**The problem:** Reproduce verbatim the lines of data from the line containing "plant with a point." through the last line of the data, inclusive at both ends.

===============

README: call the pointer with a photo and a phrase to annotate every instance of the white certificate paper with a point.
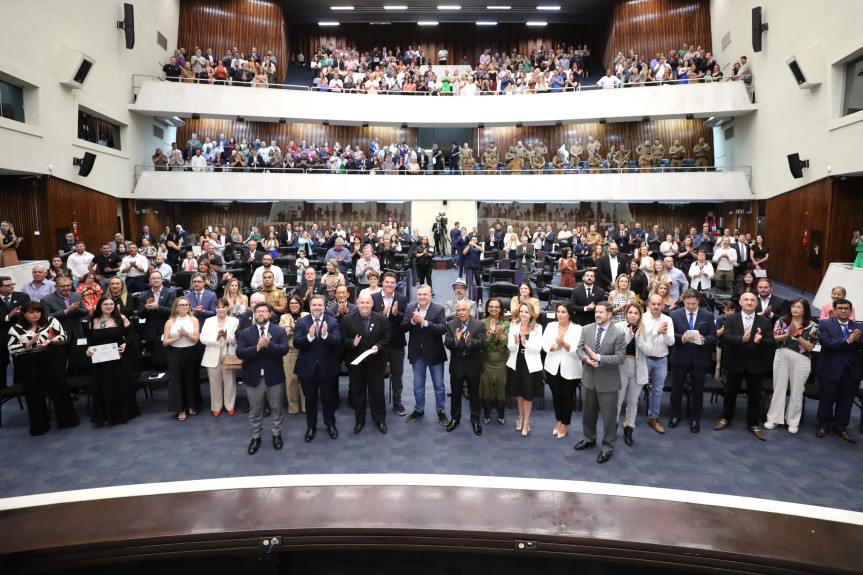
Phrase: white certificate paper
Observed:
(106, 352)
(361, 357)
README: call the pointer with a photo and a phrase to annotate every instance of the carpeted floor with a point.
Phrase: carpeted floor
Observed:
(155, 447)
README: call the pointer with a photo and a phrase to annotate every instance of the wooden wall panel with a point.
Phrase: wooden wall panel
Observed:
(234, 23)
(282, 133)
(49, 205)
(460, 39)
(652, 26)
(632, 133)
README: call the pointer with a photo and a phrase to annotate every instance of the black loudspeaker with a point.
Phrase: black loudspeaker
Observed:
(127, 24)
(796, 165)
(85, 164)
(757, 28)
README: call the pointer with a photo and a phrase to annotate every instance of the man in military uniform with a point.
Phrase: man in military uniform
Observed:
(676, 154)
(644, 157)
(702, 153)
(558, 162)
(575, 153)
(657, 152)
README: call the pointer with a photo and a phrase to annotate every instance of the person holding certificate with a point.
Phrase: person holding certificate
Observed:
(112, 390)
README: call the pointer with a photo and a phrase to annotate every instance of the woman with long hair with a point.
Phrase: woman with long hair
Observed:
(524, 375)
(34, 342)
(796, 335)
(180, 336)
(562, 367)
(633, 371)
(112, 390)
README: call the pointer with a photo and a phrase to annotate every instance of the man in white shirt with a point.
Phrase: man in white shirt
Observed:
(609, 81)
(79, 263)
(724, 258)
(136, 268)
(659, 335)
(278, 276)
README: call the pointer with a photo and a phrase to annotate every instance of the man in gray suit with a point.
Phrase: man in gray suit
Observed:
(602, 349)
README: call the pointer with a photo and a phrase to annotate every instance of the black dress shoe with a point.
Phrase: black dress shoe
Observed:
(254, 445)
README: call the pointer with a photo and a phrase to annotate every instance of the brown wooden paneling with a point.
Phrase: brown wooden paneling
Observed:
(234, 23)
(460, 39)
(652, 26)
(632, 133)
(49, 205)
(282, 133)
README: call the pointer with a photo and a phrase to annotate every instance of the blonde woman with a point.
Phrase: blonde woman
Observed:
(219, 336)
(620, 298)
(633, 371)
(524, 378)
(296, 399)
(180, 336)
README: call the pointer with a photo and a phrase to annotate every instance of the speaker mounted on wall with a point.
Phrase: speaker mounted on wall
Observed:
(85, 164)
(758, 27)
(127, 24)
(796, 165)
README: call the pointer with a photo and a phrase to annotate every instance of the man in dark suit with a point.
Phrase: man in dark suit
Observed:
(10, 305)
(154, 309)
(584, 298)
(525, 255)
(426, 323)
(610, 266)
(261, 347)
(692, 355)
(770, 306)
(362, 331)
(839, 370)
(319, 341)
(393, 305)
(747, 347)
(602, 350)
(465, 338)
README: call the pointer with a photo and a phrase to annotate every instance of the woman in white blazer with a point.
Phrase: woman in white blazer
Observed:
(701, 272)
(524, 374)
(562, 366)
(633, 371)
(219, 336)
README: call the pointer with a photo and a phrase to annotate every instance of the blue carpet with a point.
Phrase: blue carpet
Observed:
(155, 447)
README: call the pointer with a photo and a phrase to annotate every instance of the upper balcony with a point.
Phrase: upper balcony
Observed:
(720, 99)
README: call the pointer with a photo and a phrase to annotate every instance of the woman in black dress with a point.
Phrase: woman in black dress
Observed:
(524, 377)
(423, 254)
(113, 390)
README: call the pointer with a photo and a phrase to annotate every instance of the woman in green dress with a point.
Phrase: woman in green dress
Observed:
(492, 382)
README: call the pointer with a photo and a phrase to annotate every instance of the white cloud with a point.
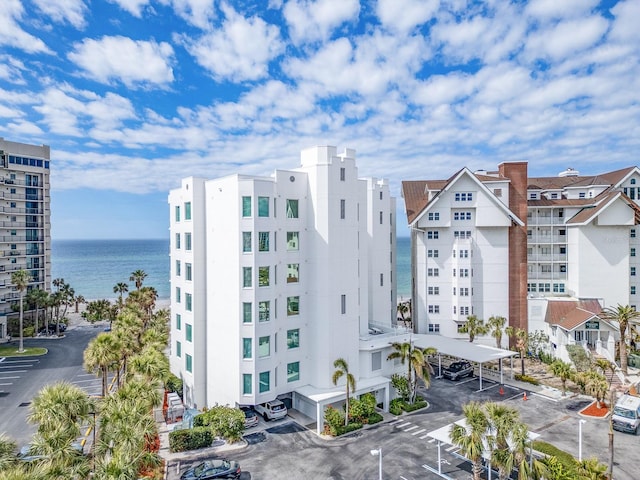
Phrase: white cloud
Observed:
(627, 18)
(61, 11)
(123, 59)
(566, 38)
(404, 15)
(548, 9)
(12, 35)
(134, 7)
(310, 20)
(241, 50)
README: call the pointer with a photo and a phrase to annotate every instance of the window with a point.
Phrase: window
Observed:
(292, 208)
(293, 338)
(264, 346)
(263, 241)
(263, 276)
(292, 241)
(293, 272)
(247, 350)
(247, 314)
(264, 382)
(246, 206)
(247, 277)
(376, 361)
(246, 242)
(293, 305)
(264, 311)
(293, 372)
(247, 384)
(263, 206)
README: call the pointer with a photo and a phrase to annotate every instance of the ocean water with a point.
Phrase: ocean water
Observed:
(93, 267)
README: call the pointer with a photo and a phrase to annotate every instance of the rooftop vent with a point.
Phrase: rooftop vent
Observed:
(569, 172)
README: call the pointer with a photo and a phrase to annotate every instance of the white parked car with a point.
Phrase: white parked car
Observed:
(272, 410)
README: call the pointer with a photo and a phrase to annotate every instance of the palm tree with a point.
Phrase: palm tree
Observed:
(623, 315)
(101, 355)
(416, 361)
(20, 278)
(342, 370)
(495, 326)
(564, 371)
(473, 326)
(471, 436)
(138, 278)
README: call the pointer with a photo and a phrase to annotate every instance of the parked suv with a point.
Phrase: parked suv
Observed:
(458, 370)
(272, 410)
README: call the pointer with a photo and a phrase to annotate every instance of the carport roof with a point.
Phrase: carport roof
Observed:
(461, 348)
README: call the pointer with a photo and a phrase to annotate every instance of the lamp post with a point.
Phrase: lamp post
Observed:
(378, 452)
(580, 439)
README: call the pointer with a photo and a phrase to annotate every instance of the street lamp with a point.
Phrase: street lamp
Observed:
(580, 439)
(378, 452)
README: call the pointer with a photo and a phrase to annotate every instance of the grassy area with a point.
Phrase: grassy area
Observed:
(12, 351)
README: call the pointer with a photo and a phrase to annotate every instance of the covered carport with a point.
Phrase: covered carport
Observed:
(464, 350)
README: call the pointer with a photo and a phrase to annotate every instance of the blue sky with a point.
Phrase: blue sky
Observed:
(132, 95)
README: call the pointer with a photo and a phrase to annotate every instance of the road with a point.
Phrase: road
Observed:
(22, 378)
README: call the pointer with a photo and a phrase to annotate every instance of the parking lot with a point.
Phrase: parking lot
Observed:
(285, 449)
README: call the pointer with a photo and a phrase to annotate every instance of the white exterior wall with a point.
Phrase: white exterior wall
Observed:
(329, 252)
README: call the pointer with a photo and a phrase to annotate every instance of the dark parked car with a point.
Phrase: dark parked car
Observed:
(458, 370)
(250, 417)
(213, 469)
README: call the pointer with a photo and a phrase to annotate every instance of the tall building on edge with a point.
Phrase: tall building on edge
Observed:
(25, 238)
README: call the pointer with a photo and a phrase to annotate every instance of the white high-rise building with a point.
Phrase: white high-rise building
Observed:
(274, 278)
(504, 244)
(25, 230)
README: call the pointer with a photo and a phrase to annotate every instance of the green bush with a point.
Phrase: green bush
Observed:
(526, 378)
(192, 439)
(224, 422)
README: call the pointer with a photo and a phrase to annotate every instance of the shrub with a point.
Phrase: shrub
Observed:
(334, 420)
(526, 378)
(192, 439)
(224, 422)
(401, 384)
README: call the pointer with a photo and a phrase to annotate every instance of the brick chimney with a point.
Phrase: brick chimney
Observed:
(516, 172)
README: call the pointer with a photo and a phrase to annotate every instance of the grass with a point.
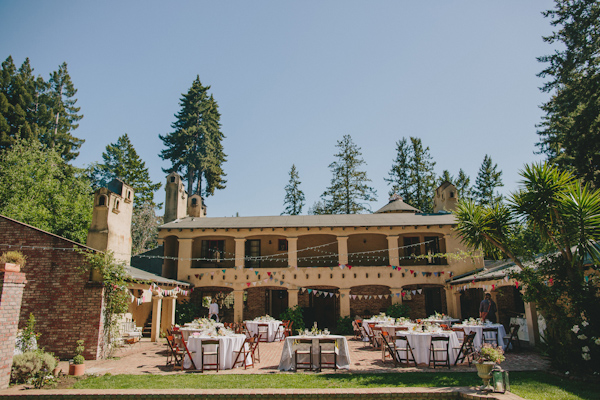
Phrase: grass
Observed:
(529, 385)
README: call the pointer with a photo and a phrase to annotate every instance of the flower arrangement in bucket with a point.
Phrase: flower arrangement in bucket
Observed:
(485, 359)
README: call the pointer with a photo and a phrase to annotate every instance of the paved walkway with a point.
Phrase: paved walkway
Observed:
(148, 357)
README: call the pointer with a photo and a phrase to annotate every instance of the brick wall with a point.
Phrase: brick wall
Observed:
(11, 292)
(67, 307)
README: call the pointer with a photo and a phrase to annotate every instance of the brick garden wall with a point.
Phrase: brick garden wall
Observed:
(67, 307)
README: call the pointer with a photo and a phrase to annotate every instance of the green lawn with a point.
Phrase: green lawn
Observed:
(529, 385)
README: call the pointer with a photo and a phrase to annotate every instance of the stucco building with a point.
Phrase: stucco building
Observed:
(331, 265)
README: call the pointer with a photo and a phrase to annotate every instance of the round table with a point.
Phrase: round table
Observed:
(272, 327)
(420, 341)
(228, 345)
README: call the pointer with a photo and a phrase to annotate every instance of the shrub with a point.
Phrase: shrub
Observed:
(294, 314)
(398, 311)
(31, 365)
(344, 326)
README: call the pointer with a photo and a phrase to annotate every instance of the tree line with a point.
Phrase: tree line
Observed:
(411, 176)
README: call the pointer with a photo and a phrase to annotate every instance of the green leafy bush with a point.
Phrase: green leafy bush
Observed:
(30, 365)
(294, 314)
(398, 311)
(344, 326)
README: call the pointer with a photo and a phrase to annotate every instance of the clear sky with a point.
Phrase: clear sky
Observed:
(292, 77)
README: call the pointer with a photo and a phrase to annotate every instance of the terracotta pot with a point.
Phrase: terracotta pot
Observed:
(8, 267)
(76, 369)
(484, 371)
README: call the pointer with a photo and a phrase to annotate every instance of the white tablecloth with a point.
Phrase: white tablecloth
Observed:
(272, 327)
(420, 341)
(478, 329)
(227, 346)
(287, 355)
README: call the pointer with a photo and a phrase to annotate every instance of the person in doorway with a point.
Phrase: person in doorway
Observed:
(487, 309)
(213, 310)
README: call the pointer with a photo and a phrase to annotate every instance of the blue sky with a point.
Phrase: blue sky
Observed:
(291, 78)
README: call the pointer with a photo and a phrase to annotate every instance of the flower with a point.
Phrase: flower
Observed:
(489, 353)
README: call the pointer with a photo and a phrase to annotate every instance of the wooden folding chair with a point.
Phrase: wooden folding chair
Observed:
(491, 337)
(466, 349)
(404, 347)
(246, 353)
(512, 338)
(330, 350)
(303, 352)
(443, 349)
(263, 332)
(206, 353)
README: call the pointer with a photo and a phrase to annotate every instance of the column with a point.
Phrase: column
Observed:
(240, 251)
(156, 317)
(184, 263)
(238, 305)
(342, 249)
(532, 327)
(168, 313)
(12, 284)
(345, 303)
(393, 253)
(292, 297)
(293, 252)
(396, 295)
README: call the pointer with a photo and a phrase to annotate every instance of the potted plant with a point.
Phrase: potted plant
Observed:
(485, 359)
(12, 261)
(77, 367)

===============

**Correct output:**
README: call the pointer with a photo and a phrase to annotate every instance of the potted plant with a point.
Phrase: potted plant
Observed:
(485, 359)
(12, 261)
(77, 367)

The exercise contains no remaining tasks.